#### Work to complete:
Write out every record again, exactly.

#### Saved entries:
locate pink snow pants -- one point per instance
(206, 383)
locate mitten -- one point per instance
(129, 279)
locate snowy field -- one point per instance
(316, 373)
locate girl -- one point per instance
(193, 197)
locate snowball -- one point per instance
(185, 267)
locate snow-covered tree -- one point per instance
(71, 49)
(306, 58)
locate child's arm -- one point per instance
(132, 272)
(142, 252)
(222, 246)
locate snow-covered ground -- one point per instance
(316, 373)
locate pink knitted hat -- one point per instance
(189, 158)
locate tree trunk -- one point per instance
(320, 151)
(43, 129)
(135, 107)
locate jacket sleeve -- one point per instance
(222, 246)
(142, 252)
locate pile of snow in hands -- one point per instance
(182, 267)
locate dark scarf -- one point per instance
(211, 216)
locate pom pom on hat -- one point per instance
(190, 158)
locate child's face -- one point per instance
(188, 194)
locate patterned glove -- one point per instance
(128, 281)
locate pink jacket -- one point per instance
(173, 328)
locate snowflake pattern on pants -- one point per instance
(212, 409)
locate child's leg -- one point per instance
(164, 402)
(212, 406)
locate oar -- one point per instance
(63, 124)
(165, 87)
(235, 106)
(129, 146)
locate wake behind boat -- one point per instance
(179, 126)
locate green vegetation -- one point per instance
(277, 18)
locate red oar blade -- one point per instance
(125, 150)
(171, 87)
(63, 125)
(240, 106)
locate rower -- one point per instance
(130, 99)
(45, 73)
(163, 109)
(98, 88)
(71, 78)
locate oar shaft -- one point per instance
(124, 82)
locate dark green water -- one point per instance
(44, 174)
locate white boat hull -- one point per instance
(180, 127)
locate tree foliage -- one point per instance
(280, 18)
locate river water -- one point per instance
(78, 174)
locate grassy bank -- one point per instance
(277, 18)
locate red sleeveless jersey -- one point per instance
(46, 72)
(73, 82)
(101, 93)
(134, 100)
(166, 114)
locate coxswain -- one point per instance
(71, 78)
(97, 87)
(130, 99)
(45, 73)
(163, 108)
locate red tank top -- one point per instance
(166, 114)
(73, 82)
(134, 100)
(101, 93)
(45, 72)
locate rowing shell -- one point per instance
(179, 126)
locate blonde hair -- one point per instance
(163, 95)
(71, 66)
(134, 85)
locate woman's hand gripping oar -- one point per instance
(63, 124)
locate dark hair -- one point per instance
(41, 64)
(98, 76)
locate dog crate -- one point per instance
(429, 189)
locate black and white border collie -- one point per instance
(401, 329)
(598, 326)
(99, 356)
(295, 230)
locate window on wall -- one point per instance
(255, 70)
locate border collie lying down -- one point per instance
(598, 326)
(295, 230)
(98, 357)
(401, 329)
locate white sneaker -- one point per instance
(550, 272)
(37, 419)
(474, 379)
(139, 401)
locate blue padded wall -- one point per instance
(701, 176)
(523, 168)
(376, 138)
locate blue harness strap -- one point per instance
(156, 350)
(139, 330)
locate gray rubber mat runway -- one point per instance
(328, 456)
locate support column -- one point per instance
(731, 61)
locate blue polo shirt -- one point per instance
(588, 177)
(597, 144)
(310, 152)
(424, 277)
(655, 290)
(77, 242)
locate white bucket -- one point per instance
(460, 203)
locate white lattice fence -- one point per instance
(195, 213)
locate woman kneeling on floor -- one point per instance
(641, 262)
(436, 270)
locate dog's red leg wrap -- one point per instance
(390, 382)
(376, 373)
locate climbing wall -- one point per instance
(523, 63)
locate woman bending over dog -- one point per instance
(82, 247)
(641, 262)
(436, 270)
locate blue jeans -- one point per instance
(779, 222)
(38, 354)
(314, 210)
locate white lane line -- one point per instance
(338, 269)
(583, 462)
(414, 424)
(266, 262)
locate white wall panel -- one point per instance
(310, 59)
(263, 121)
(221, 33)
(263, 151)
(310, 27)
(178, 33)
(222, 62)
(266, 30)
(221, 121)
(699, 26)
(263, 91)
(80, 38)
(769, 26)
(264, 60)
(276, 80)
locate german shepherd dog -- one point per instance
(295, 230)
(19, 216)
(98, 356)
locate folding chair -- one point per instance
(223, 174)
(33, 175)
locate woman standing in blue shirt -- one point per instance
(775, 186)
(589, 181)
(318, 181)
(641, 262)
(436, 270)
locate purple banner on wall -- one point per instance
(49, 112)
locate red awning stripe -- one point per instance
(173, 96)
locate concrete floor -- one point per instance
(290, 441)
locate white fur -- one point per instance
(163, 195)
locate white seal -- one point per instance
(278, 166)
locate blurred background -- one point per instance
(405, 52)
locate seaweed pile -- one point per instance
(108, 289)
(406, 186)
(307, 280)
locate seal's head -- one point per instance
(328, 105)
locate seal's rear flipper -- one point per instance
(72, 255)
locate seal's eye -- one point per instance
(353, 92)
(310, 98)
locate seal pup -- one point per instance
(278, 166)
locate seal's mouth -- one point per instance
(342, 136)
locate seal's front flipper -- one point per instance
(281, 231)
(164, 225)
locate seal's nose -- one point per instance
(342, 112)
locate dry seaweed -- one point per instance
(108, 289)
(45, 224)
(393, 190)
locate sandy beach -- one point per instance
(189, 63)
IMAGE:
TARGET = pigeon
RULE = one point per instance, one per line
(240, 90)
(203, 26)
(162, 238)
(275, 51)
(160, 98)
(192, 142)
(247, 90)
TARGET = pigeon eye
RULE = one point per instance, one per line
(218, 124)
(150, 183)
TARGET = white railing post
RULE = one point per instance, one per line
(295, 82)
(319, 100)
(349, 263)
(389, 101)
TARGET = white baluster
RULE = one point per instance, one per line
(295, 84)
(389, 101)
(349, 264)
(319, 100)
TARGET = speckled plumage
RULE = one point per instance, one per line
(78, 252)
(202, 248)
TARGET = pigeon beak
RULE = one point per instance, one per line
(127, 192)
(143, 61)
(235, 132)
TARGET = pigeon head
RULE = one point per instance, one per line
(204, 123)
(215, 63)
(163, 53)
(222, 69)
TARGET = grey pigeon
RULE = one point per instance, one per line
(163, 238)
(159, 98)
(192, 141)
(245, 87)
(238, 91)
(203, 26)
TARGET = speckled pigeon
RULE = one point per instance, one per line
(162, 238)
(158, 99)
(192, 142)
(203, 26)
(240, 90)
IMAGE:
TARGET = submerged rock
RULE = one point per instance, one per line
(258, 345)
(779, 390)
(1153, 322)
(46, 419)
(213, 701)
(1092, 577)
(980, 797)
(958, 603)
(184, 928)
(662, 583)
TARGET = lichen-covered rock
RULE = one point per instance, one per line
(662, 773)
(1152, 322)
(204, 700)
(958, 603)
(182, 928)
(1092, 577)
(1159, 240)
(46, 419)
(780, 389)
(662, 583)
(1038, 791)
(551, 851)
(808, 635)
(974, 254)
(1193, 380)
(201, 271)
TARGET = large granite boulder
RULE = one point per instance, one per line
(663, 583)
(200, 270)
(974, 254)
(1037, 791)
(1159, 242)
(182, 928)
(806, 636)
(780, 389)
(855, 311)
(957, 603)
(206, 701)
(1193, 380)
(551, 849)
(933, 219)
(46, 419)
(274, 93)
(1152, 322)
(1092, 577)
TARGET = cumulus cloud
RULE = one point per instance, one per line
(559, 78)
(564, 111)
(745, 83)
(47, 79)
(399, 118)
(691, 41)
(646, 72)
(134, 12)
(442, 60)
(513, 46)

#### Result:
locate pink snow pants -- one point per instance
(206, 383)
locate mitten -- one point per instance
(129, 279)
locate snowy field -- one point per instance
(316, 373)
locate girl -- one point per instance
(193, 197)
locate snowball -- one point per instance
(185, 267)
locate snow-covered tree -- one point per instance
(71, 49)
(306, 58)
locate child's arm -- one point per instance
(132, 272)
(142, 252)
(222, 246)
locate snow-covered ground -- one point per instance
(316, 373)
locate pink knitted hat -- one point per instance
(189, 158)
locate tree trunk -- one point per instance
(320, 151)
(43, 129)
(135, 107)
locate jacket sleeve -- one point per instance
(222, 246)
(142, 252)
locate pile of snow in hands -- one point per instance
(182, 267)
locate dark scarf -- one point per instance
(211, 216)
locate pom pom on hat -- one point per instance
(190, 158)
locate child's face -- one point per instance
(188, 194)
locate patterned glove -- one point per instance
(128, 281)
locate pink jacket -- one point per instance
(173, 328)
locate snowflake pattern on pants -- one point per instance
(212, 409)
locate child's leg -- one point per instance
(164, 402)
(212, 406)
locate oar -- one point per instance
(63, 124)
(165, 87)
(235, 106)
(129, 146)
locate wake behind boat -- one point per instance
(179, 126)
locate green vegetation -- one point per instance
(277, 18)
locate red oar blade -- one point per instance
(125, 150)
(171, 87)
(63, 125)
(240, 106)
locate rower -- one point per instance
(130, 99)
(45, 73)
(163, 109)
(98, 88)
(71, 78)
locate oar shaft -- one point per instance
(124, 82)
locate dark green water -- one point per instance
(44, 174)
locate white boat hull -- one point per instance
(180, 127)
locate tree foliage -- one point per instance
(280, 18)
locate river water -- one point per instance
(78, 174)
locate grassy bank -- one point per instance
(277, 18)
locate red sleeveless jersey -- one point per instance
(46, 72)
(73, 82)
(101, 93)
(134, 100)
(166, 114)
locate coxswain -- one point per instance
(71, 78)
(97, 87)
(130, 99)
(45, 73)
(163, 108)
locate red tank top -- one point per instance
(166, 114)
(73, 82)
(134, 100)
(101, 93)
(45, 72)
locate rowing shell -- one point per instance
(179, 126)
locate blonde hair -- one point per instance
(163, 95)
(71, 66)
(134, 85)
locate woman's hand gripping oar -- one point per instance
(63, 124)
locate dark hair -- one point per instance
(41, 64)
(98, 76)
locate dog crate -- one point per instance
(429, 189)
locate black and white border collie -- one point per instance
(401, 329)
(598, 326)
(99, 356)
(295, 230)
locate window on wall -- one point per instance
(255, 70)
locate border collie lying down -- one point per instance
(598, 326)
(295, 230)
(98, 357)
(401, 329)
locate white sneaker -- one point per instance
(550, 272)
(37, 419)
(474, 379)
(139, 401)
locate blue padded wall -- one point per instance
(701, 176)
(523, 168)
(376, 138)
locate blue harness strap -- one point per instance
(156, 350)
(139, 330)
locate gray rubber mat runway -- one point per instance
(328, 456)
locate support column -- one point per instance
(731, 61)
locate blue polo shirt -- one point per instance
(588, 177)
(597, 144)
(310, 152)
(424, 277)
(655, 290)
(77, 242)
locate white bucket -- one point per instance
(460, 203)
locate white lattice fence -- one point per instance
(195, 213)
locate woman kneeling on floor -- one point per instance
(641, 262)
(436, 270)
locate dog's red leg wrap -- one point per instance
(390, 382)
(376, 373)
locate climbing wall -- one point per instance
(523, 63)
locate woman bending over dog -- one point per instance
(82, 247)
(641, 262)
(436, 270)
locate blue jeans -- one point per instance
(779, 222)
(38, 354)
(314, 210)
locate white lane line -- one point per instance
(338, 269)
(583, 462)
(414, 424)
(266, 262)
locate white wall panel -- one point per instance
(310, 59)
(263, 121)
(221, 33)
(263, 151)
(310, 27)
(178, 33)
(222, 62)
(266, 30)
(221, 121)
(699, 26)
(263, 91)
(80, 38)
(769, 26)
(264, 60)
(276, 80)
locate german shepherd dog -- one point per instance
(295, 230)
(19, 216)
(98, 356)
locate folding chair -- one point per instance
(223, 174)
(33, 175)
locate woman standing in blue shirt -- one point per instance
(775, 186)
(589, 181)
(318, 181)
(641, 262)
(436, 270)
locate purple banner on wall -- one point per instance
(49, 112)
locate red awning stripe -- one point per instance
(173, 96)
locate concrete floor -- one point per instance
(290, 441)
locate white fur -- one point per instance
(163, 195)
locate white seal -- one point per instance
(278, 166)
locate blurred background -- one point per instance
(405, 52)
locate seaweed pile -- one point per instance
(108, 289)
(406, 186)
(307, 280)
locate seal's head -- one point per instance
(328, 105)
locate seal's rear flipper -- one point per instance
(72, 255)
locate seal's eye -- one point per instance
(353, 92)
(310, 98)
locate seal pup -- one point per instance
(278, 166)
locate seal's mouth -- one point per instance
(342, 136)
locate seal's front flipper -- one point per instance
(281, 231)
(164, 225)
locate seal's nose -- one point per instance
(342, 112)
locate dry seaweed -- one point per instance
(108, 289)
(45, 224)
(393, 190)
locate sandy beach -- one point per instance
(189, 63)
IMAGE:
TARGET = pigeon
RULE = one point per instance, one per line
(240, 90)
(203, 26)
(162, 238)
(275, 51)
(160, 98)
(192, 142)
(247, 90)
TARGET = pigeon eye
RULE = one point per instance, one per line
(218, 124)
(150, 183)
TARGET = white railing post
RULE = one point per instance, one per line
(295, 82)
(319, 100)
(349, 263)
(389, 101)
TARGET = white baluster
RULE = one point per instance, one per line
(295, 84)
(389, 101)
(349, 264)
(319, 100)
TARGET = speckled plumage
RULE = one point per instance, one per line
(78, 252)
(202, 248)
TARGET = pigeon beak
RULE = one point per instance, one per line
(127, 192)
(143, 61)
(235, 132)
TARGET = pigeon head
RULE = one point per instance, one per line
(204, 123)
(215, 63)
(163, 53)
(222, 69)
TARGET = grey pigeon
RULE = one point per instance, one per line
(163, 238)
(159, 98)
(192, 141)
(245, 87)
(238, 91)
(203, 26)
TARGET = speckled pigeon
RULE = one point per instance, one per line
(162, 238)
(158, 99)
(192, 142)
(203, 26)
(240, 90)
IMAGE:
TARGET = submerged rock
RULE = one point per instance, one per line
(258, 345)
(779, 390)
(1153, 322)
(46, 419)
(213, 701)
(1092, 577)
(980, 797)
(958, 603)
(184, 928)
(662, 583)
TARGET = lichen-covered rock
RULE = one point per instance, one per line
(662, 773)
(1152, 322)
(204, 700)
(958, 603)
(182, 928)
(1092, 577)
(1159, 240)
(46, 419)
(780, 389)
(662, 583)
(1038, 791)
(551, 851)
(808, 635)
(974, 254)
(1193, 380)
(201, 271)
TARGET = large granite boulder
RULE = one point per instance, one per line
(663, 583)
(200, 270)
(974, 254)
(1037, 791)
(1159, 242)
(182, 928)
(806, 636)
(780, 389)
(855, 311)
(957, 603)
(206, 701)
(1193, 380)
(551, 849)
(933, 219)
(46, 419)
(274, 93)
(1152, 322)
(1092, 577)
TARGET = cumulus cloud
RULE = one point per instance, one per line
(559, 78)
(564, 111)
(745, 83)
(47, 79)
(399, 118)
(691, 41)
(646, 72)
(134, 12)
(442, 60)
(513, 46)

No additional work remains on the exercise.